## What the task requires
Emit only the lines from the line containing "on path, and" through the last line of the entries, unchanged.

## Input data
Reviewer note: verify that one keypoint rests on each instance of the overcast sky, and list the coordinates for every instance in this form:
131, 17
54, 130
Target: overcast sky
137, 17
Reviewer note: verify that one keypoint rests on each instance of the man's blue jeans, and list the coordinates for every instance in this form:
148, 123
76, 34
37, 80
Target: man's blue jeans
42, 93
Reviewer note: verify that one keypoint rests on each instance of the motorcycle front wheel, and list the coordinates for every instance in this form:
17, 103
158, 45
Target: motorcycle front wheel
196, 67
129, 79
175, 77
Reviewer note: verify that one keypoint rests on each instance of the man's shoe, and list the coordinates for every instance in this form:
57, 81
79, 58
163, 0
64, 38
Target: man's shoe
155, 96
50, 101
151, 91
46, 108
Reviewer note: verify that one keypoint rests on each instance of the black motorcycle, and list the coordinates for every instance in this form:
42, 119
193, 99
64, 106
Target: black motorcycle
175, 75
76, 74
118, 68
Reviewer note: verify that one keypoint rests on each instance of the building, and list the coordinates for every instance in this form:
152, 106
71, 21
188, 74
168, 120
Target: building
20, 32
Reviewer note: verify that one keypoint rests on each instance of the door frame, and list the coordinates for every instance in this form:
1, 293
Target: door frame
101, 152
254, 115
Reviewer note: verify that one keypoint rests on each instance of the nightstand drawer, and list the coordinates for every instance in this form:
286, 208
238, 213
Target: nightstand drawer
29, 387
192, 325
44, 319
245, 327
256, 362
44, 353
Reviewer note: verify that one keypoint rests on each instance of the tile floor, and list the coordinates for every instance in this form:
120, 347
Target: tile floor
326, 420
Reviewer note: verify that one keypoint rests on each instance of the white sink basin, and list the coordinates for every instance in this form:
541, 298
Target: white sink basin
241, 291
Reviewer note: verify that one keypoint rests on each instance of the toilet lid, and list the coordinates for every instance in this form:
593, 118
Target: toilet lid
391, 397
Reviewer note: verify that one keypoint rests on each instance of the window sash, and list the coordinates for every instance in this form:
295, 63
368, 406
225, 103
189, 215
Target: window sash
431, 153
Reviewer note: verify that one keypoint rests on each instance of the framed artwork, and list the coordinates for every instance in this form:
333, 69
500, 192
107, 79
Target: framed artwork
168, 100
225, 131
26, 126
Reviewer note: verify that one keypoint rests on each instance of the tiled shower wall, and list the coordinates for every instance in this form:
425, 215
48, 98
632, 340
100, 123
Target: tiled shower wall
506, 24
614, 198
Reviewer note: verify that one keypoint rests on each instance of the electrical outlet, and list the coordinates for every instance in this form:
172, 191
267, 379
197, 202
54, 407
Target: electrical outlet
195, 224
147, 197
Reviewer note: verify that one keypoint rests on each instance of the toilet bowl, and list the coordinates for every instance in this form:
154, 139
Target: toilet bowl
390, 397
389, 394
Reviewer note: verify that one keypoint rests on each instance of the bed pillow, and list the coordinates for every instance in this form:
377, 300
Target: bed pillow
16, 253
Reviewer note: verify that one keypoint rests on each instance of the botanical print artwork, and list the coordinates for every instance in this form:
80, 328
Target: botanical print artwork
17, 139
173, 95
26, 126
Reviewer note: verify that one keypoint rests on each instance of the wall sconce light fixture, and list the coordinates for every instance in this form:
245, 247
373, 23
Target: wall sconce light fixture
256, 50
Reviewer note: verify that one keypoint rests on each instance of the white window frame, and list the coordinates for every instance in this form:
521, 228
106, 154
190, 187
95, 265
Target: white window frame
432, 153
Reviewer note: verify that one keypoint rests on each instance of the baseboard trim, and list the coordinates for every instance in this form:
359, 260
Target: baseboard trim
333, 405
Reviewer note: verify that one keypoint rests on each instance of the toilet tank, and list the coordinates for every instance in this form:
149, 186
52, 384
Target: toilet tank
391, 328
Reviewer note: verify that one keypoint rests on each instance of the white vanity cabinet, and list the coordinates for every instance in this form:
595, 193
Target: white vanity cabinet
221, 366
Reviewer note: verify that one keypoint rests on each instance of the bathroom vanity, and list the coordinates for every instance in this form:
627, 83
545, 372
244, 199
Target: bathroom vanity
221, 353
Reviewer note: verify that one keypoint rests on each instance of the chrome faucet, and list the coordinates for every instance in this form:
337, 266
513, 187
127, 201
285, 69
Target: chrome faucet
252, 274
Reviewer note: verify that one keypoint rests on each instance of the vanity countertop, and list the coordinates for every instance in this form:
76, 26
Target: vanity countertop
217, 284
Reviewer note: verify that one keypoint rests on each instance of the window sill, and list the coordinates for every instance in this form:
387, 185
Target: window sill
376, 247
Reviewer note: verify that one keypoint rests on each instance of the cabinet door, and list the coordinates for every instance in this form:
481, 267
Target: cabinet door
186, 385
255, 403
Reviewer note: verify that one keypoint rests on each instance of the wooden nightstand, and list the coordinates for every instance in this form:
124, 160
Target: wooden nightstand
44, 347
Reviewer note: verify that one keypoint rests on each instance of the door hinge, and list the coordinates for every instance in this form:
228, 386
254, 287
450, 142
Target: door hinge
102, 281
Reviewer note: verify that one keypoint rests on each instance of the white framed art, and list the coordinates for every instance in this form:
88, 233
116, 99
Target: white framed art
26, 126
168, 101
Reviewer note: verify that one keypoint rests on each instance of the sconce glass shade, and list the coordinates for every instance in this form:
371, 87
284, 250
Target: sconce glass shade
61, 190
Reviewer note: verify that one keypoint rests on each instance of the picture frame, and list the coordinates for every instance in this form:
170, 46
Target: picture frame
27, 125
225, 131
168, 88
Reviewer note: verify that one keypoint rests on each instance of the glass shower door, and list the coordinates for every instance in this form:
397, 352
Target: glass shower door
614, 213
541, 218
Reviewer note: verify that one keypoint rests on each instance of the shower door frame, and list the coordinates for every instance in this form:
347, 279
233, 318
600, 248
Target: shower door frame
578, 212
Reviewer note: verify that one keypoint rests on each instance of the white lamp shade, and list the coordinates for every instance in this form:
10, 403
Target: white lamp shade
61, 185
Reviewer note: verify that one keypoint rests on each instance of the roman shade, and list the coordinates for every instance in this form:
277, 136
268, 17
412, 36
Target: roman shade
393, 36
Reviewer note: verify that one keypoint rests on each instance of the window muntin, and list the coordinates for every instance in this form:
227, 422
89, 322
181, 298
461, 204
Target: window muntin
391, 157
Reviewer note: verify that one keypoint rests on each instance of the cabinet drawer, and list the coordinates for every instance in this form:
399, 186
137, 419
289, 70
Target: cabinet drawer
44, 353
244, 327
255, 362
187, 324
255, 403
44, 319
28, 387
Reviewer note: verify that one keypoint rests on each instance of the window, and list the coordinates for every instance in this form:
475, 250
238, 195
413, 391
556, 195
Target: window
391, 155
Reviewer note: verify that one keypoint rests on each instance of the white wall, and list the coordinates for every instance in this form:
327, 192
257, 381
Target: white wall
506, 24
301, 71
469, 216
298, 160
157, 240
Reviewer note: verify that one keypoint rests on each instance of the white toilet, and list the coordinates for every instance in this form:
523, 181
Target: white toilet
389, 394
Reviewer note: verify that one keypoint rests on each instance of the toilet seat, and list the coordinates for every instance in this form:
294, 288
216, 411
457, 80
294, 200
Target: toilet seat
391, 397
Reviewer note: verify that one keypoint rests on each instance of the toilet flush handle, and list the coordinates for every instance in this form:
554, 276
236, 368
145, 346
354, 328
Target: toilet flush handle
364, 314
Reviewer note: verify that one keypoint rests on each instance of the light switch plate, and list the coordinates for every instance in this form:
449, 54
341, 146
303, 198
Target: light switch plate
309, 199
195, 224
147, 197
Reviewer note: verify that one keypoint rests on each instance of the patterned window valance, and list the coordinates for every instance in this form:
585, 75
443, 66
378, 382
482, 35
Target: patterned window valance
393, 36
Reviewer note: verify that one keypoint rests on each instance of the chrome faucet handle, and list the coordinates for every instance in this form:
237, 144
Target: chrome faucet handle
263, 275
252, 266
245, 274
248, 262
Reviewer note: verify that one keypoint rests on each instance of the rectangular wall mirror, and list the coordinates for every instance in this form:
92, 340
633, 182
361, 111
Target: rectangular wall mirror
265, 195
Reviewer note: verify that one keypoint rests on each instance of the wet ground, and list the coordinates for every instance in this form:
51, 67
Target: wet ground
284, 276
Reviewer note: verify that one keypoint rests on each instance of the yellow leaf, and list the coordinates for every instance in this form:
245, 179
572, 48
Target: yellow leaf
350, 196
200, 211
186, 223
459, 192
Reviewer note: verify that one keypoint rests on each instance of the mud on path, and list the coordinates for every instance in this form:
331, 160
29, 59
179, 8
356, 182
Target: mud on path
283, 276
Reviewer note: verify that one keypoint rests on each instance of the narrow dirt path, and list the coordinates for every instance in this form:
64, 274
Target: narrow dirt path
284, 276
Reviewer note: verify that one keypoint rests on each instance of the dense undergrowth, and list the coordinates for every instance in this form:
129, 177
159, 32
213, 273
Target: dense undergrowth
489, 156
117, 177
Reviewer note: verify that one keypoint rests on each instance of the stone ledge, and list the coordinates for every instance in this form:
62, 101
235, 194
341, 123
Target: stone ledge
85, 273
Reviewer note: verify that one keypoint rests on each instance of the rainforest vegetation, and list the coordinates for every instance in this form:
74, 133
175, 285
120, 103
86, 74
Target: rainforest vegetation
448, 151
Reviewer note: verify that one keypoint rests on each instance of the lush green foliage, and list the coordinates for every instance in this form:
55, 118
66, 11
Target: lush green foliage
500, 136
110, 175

## Task output
Reviewer note: verify that one keypoint rests on each instance of the mud on path, and list the coordinates for every instance in this form:
331, 160
29, 59
179, 8
356, 182
Target: mud on path
283, 276
Reviewer note: verify that one keypoint rests on each instance of the narrow dirt path, and list the coordinates for every instance in this form:
64, 274
Target: narrow dirt path
284, 276
Reviewer note: verify that one keypoint rests on each instance of the dense undergrowth, and list the coordinates for every instance in this form:
129, 177
159, 32
213, 273
Target: dense undergrowth
489, 156
117, 177
Reviewer note: verify that one keypoint rests on each instance of the stone ledge, and list the coordinates for every instance in this form:
62, 101
235, 194
341, 123
Target: stone ledge
85, 273
Reviewer note: verify that one keypoint rests on each instance of the rainforest vegetation, and list the coordinates for every instance in this form:
74, 133
175, 285
120, 103
86, 74
Target: rainforest vegetation
448, 151
Reviewer note: verify that one keypoint rests on each instance of the lush green foliage, and list the coordinates for every instance in this form:
55, 118
66, 11
Target: lush green foliage
500, 136
110, 175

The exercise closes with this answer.